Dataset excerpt
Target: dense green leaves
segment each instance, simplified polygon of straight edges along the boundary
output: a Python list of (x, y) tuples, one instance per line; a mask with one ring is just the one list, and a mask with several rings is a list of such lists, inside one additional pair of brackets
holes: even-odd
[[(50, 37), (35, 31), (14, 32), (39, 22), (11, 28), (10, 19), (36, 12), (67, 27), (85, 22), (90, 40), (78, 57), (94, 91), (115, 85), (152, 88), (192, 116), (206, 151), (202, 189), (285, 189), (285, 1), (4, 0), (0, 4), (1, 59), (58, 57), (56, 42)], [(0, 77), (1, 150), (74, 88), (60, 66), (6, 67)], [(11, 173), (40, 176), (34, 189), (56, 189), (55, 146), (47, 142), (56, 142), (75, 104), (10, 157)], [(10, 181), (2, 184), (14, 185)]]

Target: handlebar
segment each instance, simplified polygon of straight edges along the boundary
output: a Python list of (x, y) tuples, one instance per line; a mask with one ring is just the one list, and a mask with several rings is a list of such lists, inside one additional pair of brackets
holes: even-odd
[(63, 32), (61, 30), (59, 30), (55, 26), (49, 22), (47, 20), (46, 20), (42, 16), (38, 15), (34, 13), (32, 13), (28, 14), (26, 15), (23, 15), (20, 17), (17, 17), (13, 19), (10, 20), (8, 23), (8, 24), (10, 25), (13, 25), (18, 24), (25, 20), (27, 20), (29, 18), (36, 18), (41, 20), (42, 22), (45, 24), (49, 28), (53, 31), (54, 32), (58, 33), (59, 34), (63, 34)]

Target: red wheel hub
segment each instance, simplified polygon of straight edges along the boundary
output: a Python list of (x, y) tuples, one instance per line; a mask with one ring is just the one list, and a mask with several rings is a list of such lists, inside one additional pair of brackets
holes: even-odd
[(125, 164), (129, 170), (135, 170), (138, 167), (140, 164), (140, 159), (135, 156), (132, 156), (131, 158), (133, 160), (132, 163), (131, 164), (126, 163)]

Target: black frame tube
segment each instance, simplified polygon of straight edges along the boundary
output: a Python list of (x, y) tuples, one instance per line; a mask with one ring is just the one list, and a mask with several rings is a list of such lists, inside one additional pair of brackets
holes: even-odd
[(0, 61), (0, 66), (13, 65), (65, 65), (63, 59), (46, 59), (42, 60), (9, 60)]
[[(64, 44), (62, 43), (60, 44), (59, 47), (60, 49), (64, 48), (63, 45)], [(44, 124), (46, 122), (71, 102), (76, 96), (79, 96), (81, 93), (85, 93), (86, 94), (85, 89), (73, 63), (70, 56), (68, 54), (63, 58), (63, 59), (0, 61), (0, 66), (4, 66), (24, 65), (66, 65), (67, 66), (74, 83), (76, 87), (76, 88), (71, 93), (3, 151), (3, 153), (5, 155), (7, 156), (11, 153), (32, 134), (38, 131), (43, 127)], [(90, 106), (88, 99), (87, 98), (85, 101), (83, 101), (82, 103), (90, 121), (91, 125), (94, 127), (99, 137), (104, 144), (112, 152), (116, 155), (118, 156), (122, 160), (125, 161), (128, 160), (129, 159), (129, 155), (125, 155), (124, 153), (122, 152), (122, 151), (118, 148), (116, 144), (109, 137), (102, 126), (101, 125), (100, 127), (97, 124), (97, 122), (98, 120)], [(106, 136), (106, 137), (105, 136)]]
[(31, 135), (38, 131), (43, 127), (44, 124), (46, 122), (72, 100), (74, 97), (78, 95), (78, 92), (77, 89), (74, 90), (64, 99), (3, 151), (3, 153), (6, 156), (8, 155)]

- _Requirements_:
Repeat the lines starting with the line containing "Target: red wheel hub" and going on through the line containing "164), (126, 163)]", keeping every character unchanged.

- _Exercise result_:
Target: red wheel hub
segment each instance, simplified polygon of straight edges along the boundary
output: a Python list of (x, y) tuples, one instance per line; a mask with one ring is just the one list, and a mask with several rings is a list of such lists, inside one additional pair of brackets
holes: even-odd
[(125, 164), (129, 170), (135, 170), (138, 167), (140, 164), (140, 159), (135, 156), (132, 156), (131, 158), (133, 160), (132, 163), (131, 164), (126, 163)]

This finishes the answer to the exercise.